Quoted text:
Depreciation, Depletion and Amortization. The quantities of estimated proved oil
and gas reserves are a significant component of our calculation of DD&A expense,
and revisions in such estimates may alter the rate of future expense. Holding
all other factors constant, if reserve quantities were revised upward or
downward, net income would increase or decrease, respectively.





                                       57

  Table of Contents

DD&A of the cost of proved oil and gas properties is calculated using the
unit-of-production method.  The reserve base used to calculate depreciation,
depletion and amortization for proved leasehold acquisition costs is the sum of
proved developed reserves and proved undeveloped reserves.  With respect to
lease and well equipment costs, which include development costs and successful
exploration drilling costs, the reserve base includes only proved developed
reserves.  We have one unit-of-production field, the Eagle Ford formation. This
method considers the geographic concentration, operating similarities within the
area, geologic considerations and common cost environments in this area.

Task list:
(1) Summarize the passage on depreciation, depletion and amortization (DD&A) in two sentences.
(2) Name every consideration that the DD&A passage says the unit-of-production method takes into account.
(3) Pick up the DD&A passage after its final sentence and keep writing.

Entries shown:
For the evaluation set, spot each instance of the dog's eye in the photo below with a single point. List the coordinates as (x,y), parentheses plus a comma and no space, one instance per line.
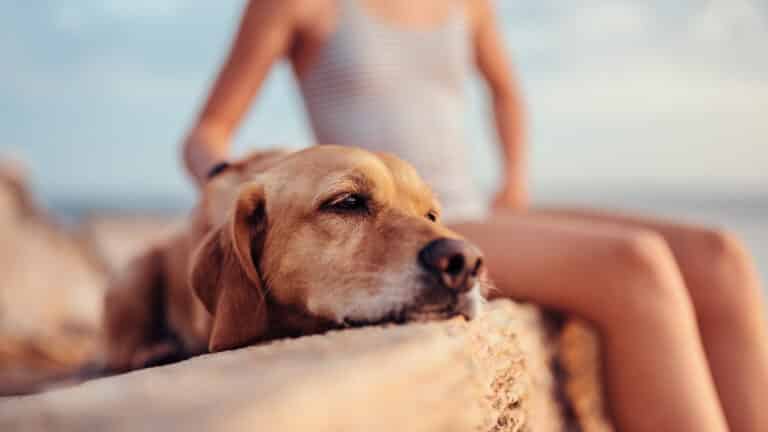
(347,203)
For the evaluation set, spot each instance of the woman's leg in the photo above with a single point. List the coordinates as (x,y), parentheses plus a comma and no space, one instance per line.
(626,282)
(725,291)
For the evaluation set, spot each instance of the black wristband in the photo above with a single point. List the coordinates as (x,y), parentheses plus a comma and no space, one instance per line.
(217,169)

The results:
(1) Estimated proved oil and gas reserves are a significant part of the DD&A expense calculation, so revising them upward or downward would raise or lower net income if all other factors stayed constant. DD&A is calculated with the unit-of-production method over a single field, the Eagle Ford formation: leasehold acquisition costs use proved developed plus proved undeveloped reserves, while lease and well equipment costs use only proved developed reserves.

(2)
- Geographic concentration
- Operating similarities within the area
- Geologic considerations
- Common cost environments in this area

(3)
Proved Property Impairment. We assess our proved oil and gas properties for
impairment whenever events or circumstances indicate that the carrying value of
the assets may not be recoverable. We estimate the expected future cash flows of
our oil and gas properties and compare these undiscounted cash flows to the
carrying value of the oil and gas properties to determine if the carrying value
is recoverable. We may apply an additional risk-adjustment factor to the
undiscounted cash flows from proved undeveloped reserves. If the carrying value
exceeds the estimated undiscounted future cash flows, we will write down the
carrying amount of the oil and gas properties to fair value. The factors used to
determine fair value include, but are not limited to, estimates of reserves,
future commodity prices, future production estimates, estimated future capital
expenditures, estimated future operating costs, and discount rates commensurate
with the risk associated with realizing the projected cash flows.



Our impairment analysis requires us to apply judgment in identifying impairment
indicators and estimating future cash flows of our oil and gas properties. If
actual results are not consistent with our assumptions and estimates or our
assumptions and estimates change due to new information, we may incur impairment
expense. For 2020, the pricing used in our internal estimate of future cash
flows was based on WTI strip prices for the first 24 months, with the price
escalating up to a terminal price of $50 in year five and forward. As a result
of lower commodity prices at September 30, 2020 and the resulting impact on our
estimated future cash flows, the carrying costs of our proved property exceeded
our estimated cash flows and we recognized impairment expense of $331.8 million.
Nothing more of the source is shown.